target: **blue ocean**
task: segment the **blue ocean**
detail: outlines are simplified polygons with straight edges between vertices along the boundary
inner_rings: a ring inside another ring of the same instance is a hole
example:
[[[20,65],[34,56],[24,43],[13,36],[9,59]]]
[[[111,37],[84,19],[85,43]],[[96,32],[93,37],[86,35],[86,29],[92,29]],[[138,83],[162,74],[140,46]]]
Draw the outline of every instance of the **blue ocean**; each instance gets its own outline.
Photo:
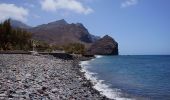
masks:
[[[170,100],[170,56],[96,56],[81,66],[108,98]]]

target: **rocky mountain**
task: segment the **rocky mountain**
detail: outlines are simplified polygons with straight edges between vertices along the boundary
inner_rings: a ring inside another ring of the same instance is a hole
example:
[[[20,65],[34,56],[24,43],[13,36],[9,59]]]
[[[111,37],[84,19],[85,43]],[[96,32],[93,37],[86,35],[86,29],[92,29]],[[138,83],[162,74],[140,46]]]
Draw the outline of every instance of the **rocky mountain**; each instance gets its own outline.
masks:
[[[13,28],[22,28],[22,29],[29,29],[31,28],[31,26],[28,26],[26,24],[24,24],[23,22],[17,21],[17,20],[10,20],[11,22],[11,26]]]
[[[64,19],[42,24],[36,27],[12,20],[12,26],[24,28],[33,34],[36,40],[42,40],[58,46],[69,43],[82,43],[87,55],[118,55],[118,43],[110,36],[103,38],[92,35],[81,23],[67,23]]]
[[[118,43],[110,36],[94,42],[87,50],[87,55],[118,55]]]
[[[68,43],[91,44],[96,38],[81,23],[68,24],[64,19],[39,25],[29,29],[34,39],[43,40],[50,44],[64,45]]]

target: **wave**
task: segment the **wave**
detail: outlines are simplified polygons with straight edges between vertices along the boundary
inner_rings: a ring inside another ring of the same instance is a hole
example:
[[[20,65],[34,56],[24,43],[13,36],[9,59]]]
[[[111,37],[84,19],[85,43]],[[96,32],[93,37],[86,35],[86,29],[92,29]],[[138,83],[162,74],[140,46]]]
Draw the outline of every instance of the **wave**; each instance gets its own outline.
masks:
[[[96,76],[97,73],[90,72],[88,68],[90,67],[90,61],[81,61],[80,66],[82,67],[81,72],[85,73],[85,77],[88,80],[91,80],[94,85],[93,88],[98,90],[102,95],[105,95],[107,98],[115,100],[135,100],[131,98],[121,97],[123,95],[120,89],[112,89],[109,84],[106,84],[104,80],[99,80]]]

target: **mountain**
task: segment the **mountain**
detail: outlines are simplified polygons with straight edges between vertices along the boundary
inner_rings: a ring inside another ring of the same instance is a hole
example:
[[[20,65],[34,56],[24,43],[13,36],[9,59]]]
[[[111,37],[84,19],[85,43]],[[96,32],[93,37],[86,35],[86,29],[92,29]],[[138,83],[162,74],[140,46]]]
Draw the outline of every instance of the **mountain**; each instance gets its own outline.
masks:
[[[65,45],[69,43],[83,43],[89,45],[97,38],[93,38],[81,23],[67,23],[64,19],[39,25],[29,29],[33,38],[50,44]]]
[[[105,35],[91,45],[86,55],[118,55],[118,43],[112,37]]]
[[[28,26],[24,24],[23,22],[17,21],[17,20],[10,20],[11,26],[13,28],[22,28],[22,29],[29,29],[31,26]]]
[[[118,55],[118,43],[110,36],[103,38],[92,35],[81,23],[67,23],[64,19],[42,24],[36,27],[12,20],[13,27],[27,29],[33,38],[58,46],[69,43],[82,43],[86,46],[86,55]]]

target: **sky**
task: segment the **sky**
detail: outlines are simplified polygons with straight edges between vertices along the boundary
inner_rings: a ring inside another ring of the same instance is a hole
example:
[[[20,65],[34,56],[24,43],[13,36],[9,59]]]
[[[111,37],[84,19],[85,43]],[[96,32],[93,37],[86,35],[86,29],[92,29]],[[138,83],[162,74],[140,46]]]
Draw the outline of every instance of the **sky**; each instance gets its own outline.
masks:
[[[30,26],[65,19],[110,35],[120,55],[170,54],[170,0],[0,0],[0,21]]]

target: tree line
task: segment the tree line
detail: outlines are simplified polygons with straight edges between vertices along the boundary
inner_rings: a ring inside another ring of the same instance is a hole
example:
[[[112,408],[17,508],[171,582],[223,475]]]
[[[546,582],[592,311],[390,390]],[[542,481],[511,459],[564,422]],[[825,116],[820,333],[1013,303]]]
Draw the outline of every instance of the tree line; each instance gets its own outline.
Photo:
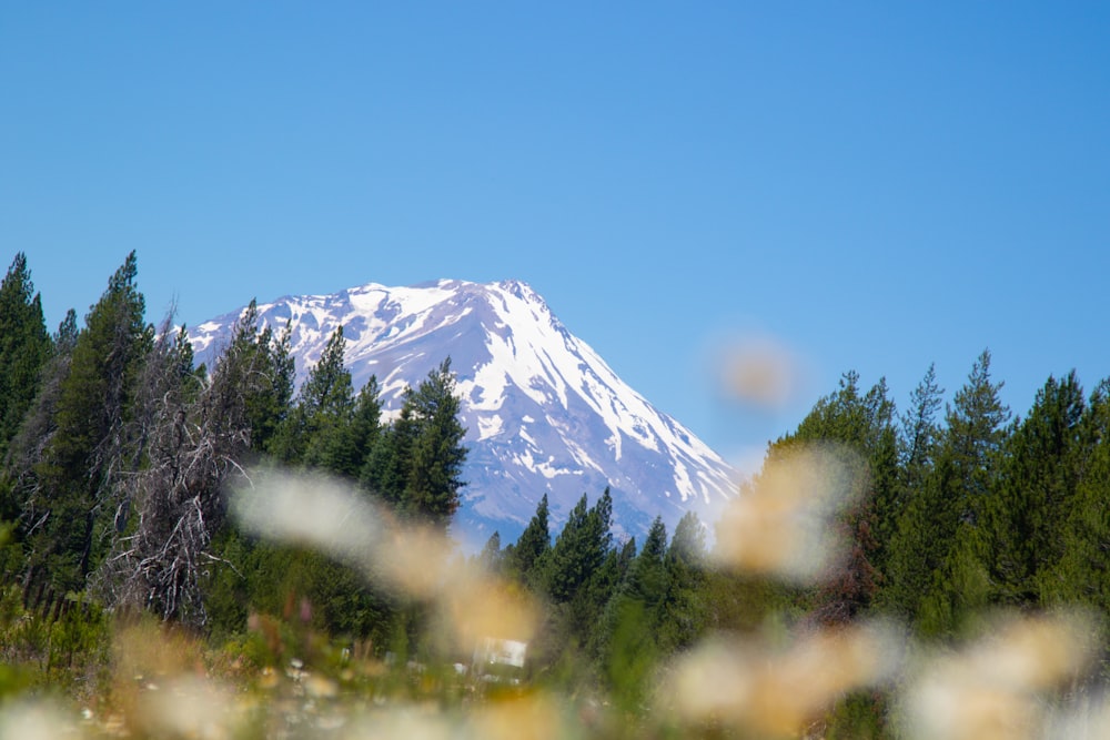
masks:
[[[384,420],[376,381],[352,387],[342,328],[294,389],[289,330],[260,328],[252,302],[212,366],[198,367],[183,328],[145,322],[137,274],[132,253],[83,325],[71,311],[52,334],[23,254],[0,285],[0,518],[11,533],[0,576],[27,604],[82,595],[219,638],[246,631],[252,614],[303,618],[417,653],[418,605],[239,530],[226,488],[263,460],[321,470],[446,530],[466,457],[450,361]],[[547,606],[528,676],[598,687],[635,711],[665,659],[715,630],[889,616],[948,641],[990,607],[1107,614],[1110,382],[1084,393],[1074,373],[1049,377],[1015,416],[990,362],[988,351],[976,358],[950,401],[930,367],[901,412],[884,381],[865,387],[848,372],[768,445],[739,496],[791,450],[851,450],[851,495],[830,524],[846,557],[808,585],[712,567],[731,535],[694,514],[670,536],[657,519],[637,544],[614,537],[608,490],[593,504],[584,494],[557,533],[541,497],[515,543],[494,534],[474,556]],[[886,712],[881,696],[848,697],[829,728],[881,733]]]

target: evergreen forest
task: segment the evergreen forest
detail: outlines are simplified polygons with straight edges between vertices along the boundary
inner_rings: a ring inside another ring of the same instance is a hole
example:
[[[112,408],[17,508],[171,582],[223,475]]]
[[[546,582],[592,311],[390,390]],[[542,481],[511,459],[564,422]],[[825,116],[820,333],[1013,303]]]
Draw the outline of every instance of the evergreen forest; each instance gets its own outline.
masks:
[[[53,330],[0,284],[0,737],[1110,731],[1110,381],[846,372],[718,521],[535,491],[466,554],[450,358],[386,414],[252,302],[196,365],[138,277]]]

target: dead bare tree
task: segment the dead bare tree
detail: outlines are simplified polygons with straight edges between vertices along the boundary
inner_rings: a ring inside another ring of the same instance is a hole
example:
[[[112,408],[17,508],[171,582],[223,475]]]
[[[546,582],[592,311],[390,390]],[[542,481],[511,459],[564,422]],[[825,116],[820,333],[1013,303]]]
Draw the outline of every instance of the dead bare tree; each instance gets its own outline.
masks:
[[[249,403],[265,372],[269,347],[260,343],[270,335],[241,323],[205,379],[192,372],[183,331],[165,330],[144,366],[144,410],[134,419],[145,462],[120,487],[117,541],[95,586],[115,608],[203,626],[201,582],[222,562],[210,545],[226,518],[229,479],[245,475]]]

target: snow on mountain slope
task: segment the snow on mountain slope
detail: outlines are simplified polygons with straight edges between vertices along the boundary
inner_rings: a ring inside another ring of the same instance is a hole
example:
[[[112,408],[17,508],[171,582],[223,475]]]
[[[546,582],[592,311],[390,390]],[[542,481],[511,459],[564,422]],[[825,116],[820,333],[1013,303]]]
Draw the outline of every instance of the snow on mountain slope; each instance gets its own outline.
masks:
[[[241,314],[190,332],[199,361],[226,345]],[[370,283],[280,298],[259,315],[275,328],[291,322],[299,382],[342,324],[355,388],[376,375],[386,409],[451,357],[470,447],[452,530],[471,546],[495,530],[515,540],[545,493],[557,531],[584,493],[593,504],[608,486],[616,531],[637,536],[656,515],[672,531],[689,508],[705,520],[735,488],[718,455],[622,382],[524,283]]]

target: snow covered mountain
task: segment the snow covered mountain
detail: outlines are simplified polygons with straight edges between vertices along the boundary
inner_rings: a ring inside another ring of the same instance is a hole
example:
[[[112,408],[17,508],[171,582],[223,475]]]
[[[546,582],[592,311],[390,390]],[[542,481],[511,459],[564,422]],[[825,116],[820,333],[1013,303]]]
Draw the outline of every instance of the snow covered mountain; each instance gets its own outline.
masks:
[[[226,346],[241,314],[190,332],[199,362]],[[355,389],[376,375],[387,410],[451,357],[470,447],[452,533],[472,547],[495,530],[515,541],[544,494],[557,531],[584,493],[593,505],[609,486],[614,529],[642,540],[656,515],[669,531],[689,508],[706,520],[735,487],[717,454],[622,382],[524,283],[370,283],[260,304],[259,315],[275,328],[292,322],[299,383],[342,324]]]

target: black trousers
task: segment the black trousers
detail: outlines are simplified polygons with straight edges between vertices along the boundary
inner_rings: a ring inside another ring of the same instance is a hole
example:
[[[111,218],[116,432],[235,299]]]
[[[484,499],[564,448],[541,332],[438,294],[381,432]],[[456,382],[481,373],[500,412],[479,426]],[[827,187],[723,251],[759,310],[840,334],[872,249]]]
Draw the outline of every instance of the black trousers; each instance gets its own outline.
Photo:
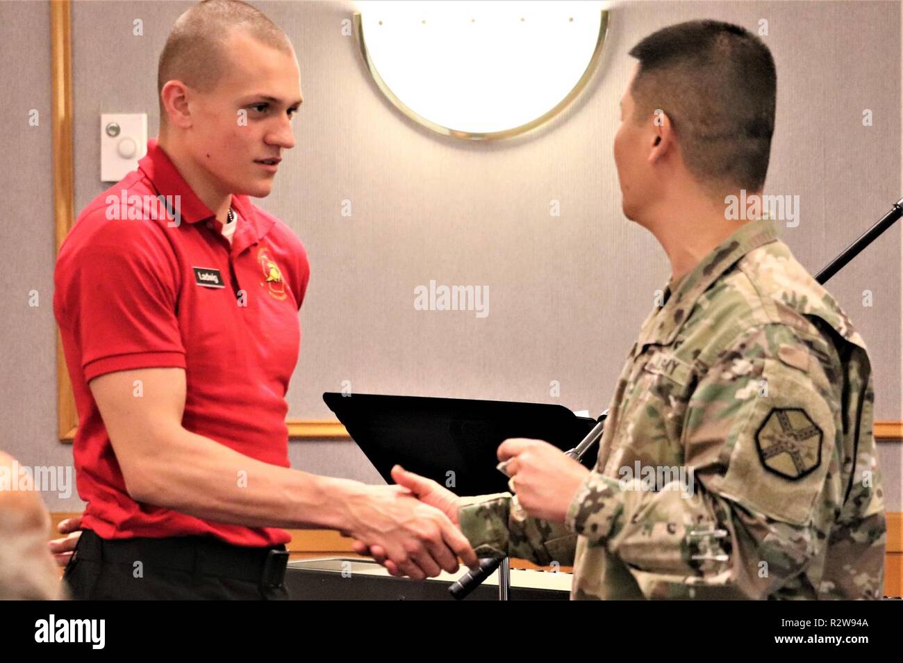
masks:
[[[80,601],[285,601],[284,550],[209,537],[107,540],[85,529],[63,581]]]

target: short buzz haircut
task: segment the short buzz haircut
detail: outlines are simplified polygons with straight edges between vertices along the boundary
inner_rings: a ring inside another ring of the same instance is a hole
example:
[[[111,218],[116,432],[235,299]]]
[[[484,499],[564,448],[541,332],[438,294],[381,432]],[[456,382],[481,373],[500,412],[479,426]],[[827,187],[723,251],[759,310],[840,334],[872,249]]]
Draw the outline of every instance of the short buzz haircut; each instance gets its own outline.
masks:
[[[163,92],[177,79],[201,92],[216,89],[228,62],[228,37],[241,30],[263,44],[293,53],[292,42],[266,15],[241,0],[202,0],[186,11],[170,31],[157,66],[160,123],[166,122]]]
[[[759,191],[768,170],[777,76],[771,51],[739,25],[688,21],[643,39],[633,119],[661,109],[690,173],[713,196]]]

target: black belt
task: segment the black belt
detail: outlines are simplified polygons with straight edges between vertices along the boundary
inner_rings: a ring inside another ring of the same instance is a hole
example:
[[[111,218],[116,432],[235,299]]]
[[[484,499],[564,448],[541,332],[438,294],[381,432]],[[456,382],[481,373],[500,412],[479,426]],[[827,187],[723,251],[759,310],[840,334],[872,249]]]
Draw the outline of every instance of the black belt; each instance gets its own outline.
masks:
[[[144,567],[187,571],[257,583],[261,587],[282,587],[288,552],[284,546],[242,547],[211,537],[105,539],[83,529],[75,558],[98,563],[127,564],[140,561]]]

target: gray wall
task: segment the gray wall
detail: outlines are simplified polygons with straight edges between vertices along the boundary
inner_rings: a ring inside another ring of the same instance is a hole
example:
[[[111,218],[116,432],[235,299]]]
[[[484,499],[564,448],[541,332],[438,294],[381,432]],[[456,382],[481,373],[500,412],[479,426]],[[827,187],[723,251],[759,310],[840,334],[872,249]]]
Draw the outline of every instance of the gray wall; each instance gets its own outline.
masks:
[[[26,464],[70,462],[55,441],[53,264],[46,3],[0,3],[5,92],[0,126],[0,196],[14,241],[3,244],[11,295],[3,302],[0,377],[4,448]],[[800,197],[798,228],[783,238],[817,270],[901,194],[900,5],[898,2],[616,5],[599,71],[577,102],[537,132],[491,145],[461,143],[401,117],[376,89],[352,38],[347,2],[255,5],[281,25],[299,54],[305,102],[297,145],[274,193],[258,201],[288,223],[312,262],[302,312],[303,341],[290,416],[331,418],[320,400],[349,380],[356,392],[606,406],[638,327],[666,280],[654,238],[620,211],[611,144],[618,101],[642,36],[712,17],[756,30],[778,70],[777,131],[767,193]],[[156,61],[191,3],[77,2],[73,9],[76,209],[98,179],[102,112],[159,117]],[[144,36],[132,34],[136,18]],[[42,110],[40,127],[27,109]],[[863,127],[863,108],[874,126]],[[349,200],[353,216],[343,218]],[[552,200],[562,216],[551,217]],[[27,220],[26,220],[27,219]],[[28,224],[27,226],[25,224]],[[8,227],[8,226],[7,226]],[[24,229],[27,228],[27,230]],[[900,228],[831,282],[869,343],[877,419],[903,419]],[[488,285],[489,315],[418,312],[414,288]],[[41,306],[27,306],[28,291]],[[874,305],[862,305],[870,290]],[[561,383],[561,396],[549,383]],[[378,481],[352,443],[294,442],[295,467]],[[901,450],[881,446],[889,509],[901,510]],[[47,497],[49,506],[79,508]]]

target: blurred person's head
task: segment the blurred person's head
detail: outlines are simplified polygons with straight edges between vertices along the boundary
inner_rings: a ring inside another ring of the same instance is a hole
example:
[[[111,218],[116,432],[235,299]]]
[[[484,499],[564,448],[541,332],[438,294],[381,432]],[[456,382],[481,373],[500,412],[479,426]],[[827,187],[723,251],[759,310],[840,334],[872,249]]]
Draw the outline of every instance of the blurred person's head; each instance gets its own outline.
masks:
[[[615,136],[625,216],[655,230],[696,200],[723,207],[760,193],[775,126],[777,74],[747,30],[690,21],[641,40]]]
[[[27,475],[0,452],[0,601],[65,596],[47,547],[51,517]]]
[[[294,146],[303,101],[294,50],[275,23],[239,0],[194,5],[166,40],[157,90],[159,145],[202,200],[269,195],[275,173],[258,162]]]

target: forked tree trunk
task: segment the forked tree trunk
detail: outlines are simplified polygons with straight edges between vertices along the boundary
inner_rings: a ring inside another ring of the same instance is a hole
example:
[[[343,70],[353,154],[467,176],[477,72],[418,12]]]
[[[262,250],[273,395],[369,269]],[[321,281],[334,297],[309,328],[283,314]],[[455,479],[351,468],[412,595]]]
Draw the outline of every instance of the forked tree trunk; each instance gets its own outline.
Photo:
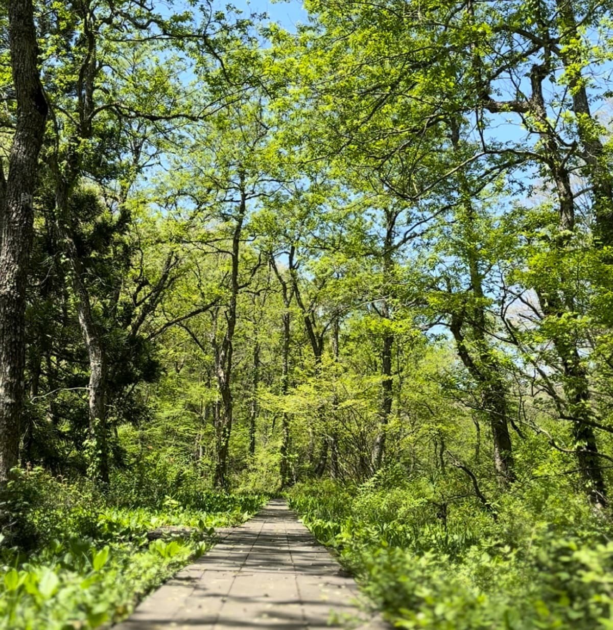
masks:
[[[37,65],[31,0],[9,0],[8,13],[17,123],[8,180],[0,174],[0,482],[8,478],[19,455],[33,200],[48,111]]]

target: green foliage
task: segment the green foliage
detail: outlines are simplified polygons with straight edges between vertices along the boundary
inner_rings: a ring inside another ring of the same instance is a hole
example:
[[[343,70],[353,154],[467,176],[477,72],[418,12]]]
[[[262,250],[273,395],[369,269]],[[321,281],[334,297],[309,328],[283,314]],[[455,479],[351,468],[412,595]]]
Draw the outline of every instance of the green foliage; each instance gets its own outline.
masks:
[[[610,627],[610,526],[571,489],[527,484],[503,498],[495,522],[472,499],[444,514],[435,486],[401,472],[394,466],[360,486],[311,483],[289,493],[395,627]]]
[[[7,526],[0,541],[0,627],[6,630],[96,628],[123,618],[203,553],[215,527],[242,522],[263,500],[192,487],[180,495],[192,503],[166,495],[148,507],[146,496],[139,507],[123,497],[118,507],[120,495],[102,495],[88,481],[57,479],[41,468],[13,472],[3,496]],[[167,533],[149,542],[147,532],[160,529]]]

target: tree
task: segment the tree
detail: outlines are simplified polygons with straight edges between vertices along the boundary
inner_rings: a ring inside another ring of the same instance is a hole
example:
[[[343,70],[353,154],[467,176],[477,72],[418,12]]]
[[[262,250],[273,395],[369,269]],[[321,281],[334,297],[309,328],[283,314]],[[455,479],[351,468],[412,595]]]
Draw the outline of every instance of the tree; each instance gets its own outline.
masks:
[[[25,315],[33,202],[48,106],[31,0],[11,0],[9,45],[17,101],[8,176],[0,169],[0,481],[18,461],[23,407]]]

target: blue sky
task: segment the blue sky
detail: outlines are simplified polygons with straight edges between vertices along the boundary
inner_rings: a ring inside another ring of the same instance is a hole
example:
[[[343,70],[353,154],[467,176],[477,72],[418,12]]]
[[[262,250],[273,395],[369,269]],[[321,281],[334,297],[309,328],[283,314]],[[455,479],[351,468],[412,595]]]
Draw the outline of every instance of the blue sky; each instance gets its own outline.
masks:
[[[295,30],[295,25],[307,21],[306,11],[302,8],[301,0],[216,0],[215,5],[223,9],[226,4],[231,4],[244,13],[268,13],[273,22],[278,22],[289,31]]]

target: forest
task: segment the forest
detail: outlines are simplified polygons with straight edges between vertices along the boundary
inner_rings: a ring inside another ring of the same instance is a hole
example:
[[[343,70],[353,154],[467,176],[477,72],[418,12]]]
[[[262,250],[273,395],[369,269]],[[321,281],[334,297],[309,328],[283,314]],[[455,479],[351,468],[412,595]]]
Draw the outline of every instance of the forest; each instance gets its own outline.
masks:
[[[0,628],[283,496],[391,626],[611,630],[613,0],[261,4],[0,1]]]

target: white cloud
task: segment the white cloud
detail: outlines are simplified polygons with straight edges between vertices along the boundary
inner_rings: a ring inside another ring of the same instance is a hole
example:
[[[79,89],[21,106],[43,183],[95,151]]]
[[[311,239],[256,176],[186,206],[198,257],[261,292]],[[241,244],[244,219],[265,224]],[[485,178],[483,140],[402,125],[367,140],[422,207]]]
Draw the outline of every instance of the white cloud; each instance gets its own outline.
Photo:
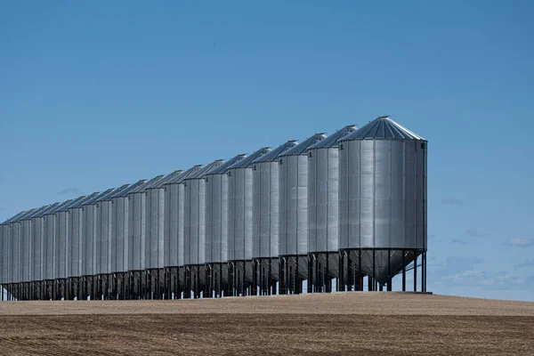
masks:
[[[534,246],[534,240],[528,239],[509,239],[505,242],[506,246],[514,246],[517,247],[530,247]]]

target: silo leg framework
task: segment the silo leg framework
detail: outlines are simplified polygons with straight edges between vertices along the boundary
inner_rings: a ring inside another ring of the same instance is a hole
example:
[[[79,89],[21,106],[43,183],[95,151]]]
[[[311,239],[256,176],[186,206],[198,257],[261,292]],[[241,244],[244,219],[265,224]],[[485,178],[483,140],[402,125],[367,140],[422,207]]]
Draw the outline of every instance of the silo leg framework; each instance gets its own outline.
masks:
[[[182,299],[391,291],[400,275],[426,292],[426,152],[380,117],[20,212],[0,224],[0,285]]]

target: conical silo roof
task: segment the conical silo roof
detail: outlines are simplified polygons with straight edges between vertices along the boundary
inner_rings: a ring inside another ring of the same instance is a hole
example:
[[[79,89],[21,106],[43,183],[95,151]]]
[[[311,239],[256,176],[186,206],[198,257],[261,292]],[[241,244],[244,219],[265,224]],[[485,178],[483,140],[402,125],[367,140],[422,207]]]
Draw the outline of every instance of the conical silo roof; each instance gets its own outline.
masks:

• Exercise instructions
Copy the material from the line with "target: silo leg framework" up to and including its final line, putting "silo cap" wherever "conical silo roof" appears and changing nothing else.

• Reply
target: silo leg framework
task: segment the silo leg framework
detail: outlines are simplified polygons with straight edges between vertices along the boundary
inner_rings: a ring inside another ring of the same instance is a hole
example:
[[[79,89],[21,106],[43,183],[95,151]]]
[[[311,239],[256,176],[186,206],[198,257],[261,292]],[[241,244],[244,219],[265,224]],[[485,178],[483,140],[402,125],[367,140],[422,207]]]
Draw the outline of every instance of the silo leg framework; each instance gets its own outline.
masks:
[[[182,299],[391,291],[400,275],[426,292],[426,152],[380,117],[20,212],[0,224],[0,285]]]

target: silo cap
task: segment the silo cap
detail: outlines are simplified polygons with straight edges between vertices along the boundary
inner_rings: a ring inside another ring of the same instance is a hole
example:
[[[79,89],[21,106],[43,183],[95,151]]]
[[[311,239],[256,176],[186,206],[198,257],[261,292]],[[241,244],[244,219],[265,224]],[[485,178],[483,140],[402,125],[367,140],[422,207]]]
Draw the outline of every instance of the silo cap; each instance gets its own outline.
masks:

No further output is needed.